SUPPLIED RECORDS Start Marker

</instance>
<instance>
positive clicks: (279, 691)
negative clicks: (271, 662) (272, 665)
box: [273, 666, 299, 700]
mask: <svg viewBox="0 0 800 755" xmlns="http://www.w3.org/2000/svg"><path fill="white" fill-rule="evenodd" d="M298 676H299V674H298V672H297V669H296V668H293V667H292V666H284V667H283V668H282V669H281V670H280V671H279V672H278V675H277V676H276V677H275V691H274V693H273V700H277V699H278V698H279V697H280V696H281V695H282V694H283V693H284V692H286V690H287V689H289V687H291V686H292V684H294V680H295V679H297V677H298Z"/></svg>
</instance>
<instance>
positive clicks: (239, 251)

SUPPLIED RECORDS End Marker

__ABOUT THIS EXERCISE__.
Report each line of the data in which "clicks" occurs.

__WRITTEN RESPONSE__.
positive clicks: (279, 691)
negative clicks: (271, 662) (272, 665)
positive clicks: (239, 251)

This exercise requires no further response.